• WHAT TO DO: Repeat each entry as written, dropping any picture you find.

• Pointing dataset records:
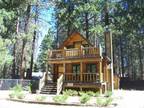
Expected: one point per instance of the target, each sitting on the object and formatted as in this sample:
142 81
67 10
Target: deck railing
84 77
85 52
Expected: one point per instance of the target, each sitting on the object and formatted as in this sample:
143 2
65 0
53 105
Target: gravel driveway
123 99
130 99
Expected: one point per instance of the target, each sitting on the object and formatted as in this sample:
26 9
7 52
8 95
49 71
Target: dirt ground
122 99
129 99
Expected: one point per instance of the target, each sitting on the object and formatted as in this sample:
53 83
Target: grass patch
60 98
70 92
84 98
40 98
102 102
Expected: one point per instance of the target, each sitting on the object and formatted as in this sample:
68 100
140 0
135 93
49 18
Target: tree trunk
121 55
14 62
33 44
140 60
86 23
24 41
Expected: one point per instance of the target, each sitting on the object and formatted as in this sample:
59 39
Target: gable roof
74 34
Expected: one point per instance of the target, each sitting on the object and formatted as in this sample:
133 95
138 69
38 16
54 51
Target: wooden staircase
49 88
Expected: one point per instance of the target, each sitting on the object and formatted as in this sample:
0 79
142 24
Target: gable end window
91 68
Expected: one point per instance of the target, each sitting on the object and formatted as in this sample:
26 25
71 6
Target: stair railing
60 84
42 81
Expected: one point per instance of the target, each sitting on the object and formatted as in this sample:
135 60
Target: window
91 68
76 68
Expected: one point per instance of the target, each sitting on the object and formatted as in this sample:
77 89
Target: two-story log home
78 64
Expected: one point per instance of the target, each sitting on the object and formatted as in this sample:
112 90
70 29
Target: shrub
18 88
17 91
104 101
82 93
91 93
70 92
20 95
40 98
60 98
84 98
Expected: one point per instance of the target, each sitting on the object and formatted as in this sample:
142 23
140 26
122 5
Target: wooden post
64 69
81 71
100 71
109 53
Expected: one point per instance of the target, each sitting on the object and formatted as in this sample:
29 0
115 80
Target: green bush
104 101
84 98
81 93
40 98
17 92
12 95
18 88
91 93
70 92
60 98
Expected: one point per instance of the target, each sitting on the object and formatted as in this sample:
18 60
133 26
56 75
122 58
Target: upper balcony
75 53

• FULL RESPONSE:
Expected: one point per instance of the target, each sitting on the object and formatted as in this sample:
142 81
67 10
Target: deck railing
84 77
85 52
Expected: one point per instance of the target, each sitting on the object and formatted as in this sample:
143 2
65 0
53 105
Target: gravel driveway
123 99
130 99
Expected: one point per instance of the target, each sitting on the object and formatted as in this sample:
26 9
7 52
8 95
49 71
Target: dirt ground
122 99
129 99
Expected: one point per instance of the target, each sitting on the object and formatted as in this sample:
53 83
Target: grass patch
60 98
70 92
84 98
40 98
102 102
Expected: one point per instance of the target, each sitting on the object and formatted as in this sample:
68 100
140 0
135 93
49 18
Target: tree trunk
121 55
14 62
33 44
140 60
86 23
24 41
Expected: one point per instance of the target, each sitting on the object and formatted as in this sample:
59 39
Target: gable roof
74 34
Expected: one point per instance of the target, each sitting on the object and formatted as in this sample:
133 95
138 69
38 16
54 51
Target: wooden staircase
49 88
Expected: one point per instance of the target, each sitting on the object and formatted as in this sample:
0 79
142 24
Target: gable end window
91 68
Expected: one point per instance of the target, each sitting on the object and formatted as in this sample:
26 25
71 6
Target: stair railing
60 84
42 81
Expected: one point per instance of the target, each sitting on the object and formatted as in this sample:
135 60
Target: window
91 68
76 68
Expected: one point per instance of the target, each sitting on the object and formatted as in this sample:
77 89
Target: two-story log home
78 64
Expected: one point per instance of the target, each sitting on the object and formatted as in this sample:
112 90
70 29
Target: shrub
18 88
17 91
104 101
82 93
91 93
70 92
20 95
40 98
60 98
84 98
Expected: one point per instance of the target, each sitting on the object and formatted as in this sample:
142 23
140 26
122 5
Target: wooden post
64 69
81 71
100 71
109 53
Expected: one point per instance of the target, each sitting on the object and formatted as in this sample:
29 0
115 80
Target: green bush
104 101
84 98
81 93
40 98
17 92
12 95
18 88
91 93
70 92
60 98
Expected: one point per instance of the target, each sitting on the object and formatted as in this sample:
18 60
133 26
56 75
122 58
Target: upper balcony
75 53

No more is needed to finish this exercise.